(EXERCISE MATERIAL Opens)

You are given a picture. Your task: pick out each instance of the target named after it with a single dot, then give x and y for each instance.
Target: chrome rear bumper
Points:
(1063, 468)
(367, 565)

(EXERCISE MATERIAL Closes)
(EXERCISE MATERIAL Opens)

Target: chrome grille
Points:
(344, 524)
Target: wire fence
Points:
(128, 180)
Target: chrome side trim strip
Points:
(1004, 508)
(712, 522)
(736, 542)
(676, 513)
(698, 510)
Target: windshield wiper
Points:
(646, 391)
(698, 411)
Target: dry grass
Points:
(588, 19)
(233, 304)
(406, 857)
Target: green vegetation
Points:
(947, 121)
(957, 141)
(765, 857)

(EXERCISE MATERIAL Closes)

Could you tally the lines in the data that contain the string "chrome" and answer with the number alone?

3